When you think of the words "hydrogen highway," your mind tends to conjure up images of silent cars whizzing down the road in an environmentally friendly manner.
You don't think about trying to squeeze into a seat between a 300-pound man and a woman with 18 grocery bags. But this scenario might be more realistic.
CalStart, an alternative-transportation advocacy group, has signed five contracts with bus companies to develop and study fuel cells, as well as other components for making hydrogen buses. The $24 million project is partly underwritten by federal grants.
The SunLine Transit Agency in Coachella, Calif., for instance, plans to street-test a hydrogen bus being built by American Fuel Cell. The fuel cell in the car comes from UTC Power and lithium ion batteries. AC Transit in the Bay Area, meanwhile, will stress-test hydrogen buses with UTC to identify the weakest points in hydrogen drive trains. BAE Systems will develop a hydrogen-diesel hybrid.
Car manufacturers such as Toyota Motor, General Motors, and BMW have proven that hydrogen cars work. (Toyota and GM have fuel cell hydrogen cars. The fuel cells strip electrons from hydrogen molecules to power batteries. BMW, meanwhile, has a hydrogen combustion engine in which hydrogen is ignited in cylinders sort of like how gas is ignited today.) Check out our test drive of a hydrogen Mercedes here.

Assigned task A — Name every car manufacturer that the hydrogen bus article says has proven hydrogen cars work.
Assigned task B —
Answer these from the hydrogen bus article:
(i) How much does the CalStart project cost?
(ii) In what town is the SunLine Transit Agency?
(iii) What will BAE Systems develop?
Assigned task C — Extend the hydrogen bus article with a few more sentences, picking up after its final line.
The items after this have nothing to do with the hydrogen bus article.

Data excerpts —
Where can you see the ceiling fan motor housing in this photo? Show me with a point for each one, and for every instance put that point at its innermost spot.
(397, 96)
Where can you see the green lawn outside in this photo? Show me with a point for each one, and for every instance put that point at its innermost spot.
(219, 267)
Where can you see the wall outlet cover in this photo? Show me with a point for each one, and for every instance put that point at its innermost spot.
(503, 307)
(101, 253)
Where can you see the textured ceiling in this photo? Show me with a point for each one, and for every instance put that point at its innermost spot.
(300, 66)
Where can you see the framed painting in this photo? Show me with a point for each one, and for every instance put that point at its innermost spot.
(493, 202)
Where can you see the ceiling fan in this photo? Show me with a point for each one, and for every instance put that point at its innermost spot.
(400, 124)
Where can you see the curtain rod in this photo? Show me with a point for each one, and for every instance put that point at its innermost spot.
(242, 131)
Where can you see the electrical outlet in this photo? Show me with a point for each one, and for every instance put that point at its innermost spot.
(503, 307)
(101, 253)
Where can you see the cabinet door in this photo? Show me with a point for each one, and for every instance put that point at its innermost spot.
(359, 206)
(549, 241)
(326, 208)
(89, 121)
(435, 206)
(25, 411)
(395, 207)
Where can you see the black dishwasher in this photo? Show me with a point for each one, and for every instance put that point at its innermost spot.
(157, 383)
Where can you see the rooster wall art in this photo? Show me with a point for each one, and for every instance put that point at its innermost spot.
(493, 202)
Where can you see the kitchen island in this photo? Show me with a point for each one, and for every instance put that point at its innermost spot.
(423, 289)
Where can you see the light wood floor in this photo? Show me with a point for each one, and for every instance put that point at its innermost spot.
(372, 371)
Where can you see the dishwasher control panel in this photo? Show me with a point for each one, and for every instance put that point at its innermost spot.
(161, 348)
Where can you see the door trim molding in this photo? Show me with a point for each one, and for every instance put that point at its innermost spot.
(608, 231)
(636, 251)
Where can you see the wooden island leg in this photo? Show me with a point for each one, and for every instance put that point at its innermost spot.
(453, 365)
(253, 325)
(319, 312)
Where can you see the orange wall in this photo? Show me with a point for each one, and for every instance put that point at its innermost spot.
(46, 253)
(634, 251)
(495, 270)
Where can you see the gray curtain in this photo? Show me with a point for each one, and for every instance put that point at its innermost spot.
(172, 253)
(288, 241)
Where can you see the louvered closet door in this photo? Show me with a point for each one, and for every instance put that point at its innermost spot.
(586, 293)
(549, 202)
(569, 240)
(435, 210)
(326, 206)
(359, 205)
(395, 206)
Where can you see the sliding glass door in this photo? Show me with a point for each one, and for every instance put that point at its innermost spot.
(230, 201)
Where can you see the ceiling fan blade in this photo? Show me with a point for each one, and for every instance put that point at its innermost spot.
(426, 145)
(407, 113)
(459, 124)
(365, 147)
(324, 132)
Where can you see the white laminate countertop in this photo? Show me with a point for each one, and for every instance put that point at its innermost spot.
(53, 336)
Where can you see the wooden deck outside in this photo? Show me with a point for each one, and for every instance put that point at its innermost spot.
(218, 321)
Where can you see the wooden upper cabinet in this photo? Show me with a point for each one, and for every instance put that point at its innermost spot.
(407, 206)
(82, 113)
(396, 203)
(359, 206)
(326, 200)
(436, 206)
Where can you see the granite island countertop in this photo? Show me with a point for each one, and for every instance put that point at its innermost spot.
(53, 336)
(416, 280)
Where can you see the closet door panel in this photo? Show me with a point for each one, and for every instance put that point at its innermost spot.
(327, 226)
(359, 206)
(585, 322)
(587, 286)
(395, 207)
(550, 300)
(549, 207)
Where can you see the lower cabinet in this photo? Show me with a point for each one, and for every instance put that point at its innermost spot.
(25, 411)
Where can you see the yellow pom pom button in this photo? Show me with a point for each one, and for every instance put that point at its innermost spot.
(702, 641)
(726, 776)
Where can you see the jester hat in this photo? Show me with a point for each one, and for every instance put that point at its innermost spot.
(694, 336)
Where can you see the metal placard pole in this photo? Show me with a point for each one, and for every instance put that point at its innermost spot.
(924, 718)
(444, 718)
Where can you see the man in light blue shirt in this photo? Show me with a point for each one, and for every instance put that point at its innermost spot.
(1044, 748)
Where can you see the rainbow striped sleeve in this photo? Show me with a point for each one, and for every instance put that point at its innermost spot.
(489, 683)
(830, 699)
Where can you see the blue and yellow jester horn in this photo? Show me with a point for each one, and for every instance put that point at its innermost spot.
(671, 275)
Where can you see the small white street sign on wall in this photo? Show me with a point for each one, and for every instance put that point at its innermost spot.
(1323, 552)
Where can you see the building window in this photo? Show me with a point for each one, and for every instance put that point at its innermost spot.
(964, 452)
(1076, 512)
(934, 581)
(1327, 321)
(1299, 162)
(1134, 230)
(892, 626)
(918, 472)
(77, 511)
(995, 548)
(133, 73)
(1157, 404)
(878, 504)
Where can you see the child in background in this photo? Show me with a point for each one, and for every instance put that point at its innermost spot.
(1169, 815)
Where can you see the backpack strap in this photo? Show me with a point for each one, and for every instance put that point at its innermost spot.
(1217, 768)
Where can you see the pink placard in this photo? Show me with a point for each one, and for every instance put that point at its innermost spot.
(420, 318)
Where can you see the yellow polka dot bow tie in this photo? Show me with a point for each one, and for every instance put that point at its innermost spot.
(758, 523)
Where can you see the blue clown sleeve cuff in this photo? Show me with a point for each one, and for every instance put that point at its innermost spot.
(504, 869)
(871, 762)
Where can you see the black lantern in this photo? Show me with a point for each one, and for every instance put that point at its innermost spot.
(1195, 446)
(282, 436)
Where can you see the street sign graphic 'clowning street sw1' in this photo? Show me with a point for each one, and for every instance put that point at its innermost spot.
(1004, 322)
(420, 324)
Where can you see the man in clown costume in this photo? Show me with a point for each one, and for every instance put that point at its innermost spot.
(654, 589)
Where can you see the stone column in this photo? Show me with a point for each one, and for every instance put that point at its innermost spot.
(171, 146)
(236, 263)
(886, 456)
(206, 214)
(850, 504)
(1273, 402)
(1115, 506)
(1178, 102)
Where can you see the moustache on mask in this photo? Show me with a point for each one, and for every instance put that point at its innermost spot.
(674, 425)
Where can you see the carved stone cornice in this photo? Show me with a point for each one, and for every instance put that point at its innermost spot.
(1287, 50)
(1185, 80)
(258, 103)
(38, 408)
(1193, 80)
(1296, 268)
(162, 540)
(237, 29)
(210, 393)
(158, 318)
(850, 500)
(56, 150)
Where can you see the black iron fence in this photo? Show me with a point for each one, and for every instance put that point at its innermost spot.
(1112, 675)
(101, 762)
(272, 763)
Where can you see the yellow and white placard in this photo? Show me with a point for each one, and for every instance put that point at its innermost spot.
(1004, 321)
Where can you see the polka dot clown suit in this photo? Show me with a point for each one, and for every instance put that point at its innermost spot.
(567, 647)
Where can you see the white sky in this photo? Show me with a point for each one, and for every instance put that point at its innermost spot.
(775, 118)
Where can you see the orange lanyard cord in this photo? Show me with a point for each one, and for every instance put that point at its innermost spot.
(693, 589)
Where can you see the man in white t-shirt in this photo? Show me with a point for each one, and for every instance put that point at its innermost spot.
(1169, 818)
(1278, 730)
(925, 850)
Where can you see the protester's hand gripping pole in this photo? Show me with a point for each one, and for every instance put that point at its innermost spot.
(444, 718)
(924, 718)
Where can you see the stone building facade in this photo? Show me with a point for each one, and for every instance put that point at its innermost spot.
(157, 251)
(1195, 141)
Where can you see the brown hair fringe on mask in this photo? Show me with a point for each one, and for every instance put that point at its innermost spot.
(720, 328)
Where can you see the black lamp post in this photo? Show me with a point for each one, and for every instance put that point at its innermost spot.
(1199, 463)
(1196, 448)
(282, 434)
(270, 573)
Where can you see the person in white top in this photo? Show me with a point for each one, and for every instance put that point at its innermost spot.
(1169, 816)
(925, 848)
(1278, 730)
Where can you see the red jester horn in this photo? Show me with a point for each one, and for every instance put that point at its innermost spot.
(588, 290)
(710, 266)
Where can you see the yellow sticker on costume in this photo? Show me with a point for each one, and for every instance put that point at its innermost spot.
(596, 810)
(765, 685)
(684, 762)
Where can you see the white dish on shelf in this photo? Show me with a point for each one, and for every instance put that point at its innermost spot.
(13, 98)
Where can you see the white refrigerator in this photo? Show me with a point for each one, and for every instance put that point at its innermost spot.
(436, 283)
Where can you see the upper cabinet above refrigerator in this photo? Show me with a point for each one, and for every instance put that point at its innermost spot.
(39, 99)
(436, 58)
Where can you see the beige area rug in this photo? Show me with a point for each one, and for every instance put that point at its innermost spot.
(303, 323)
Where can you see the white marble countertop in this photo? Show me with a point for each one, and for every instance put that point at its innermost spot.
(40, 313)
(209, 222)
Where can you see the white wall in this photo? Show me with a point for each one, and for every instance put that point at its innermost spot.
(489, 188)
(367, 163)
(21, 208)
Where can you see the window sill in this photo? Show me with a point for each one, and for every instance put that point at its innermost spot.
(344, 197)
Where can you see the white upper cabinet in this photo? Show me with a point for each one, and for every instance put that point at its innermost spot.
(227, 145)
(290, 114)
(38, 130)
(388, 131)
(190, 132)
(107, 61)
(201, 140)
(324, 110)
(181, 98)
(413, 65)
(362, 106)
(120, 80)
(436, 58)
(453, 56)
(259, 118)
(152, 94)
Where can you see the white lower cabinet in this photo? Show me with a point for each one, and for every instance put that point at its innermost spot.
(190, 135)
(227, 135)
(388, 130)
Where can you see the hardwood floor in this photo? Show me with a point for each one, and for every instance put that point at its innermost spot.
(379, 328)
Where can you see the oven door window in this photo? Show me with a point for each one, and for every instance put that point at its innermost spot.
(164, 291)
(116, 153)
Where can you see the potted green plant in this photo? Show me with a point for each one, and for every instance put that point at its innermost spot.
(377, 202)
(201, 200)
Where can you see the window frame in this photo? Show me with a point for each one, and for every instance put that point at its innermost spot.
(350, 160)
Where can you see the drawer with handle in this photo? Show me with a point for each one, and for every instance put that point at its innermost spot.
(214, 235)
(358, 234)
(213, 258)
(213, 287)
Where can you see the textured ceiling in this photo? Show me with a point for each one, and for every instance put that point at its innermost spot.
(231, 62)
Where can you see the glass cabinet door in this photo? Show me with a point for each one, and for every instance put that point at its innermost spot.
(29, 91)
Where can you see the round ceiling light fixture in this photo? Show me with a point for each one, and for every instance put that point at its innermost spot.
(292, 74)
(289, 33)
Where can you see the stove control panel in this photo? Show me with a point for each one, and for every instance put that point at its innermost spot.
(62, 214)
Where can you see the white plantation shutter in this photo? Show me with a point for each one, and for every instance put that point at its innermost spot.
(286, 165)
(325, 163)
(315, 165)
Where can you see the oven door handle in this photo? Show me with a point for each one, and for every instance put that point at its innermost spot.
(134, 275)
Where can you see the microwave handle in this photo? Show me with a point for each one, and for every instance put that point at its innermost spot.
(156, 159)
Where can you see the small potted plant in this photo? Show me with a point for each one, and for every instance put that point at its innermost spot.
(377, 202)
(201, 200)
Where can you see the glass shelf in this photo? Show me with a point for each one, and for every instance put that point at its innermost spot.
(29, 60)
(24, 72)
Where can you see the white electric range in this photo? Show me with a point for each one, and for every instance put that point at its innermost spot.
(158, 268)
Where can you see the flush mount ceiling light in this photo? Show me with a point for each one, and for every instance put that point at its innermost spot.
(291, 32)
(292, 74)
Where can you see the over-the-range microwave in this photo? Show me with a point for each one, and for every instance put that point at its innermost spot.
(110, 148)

Task answer A — Toyota Motor, General Motors, BMW

Task answer B —
(i) $24 million
(ii) Coachella, Calif.
(iii) A hydrogen-diesel hybrid

Task answer C —
The tough part is the infrastructure. Hydrogen is expensive to make and difficult to transport, and few hydrogen stations exist. Some processes for producing hydrogen can also emit large amounts of greenhouse gases.
Buses can get around some of these problems. City buses drive a limited number of miles a day, and they typically don't drive very far from a maintenance station. Put a hydrogen-manufacturing station and pumps in a central location, and you could serve a city. Las Vegas is already trying this. (The University of California at Berkeley has a hydrogen station too.)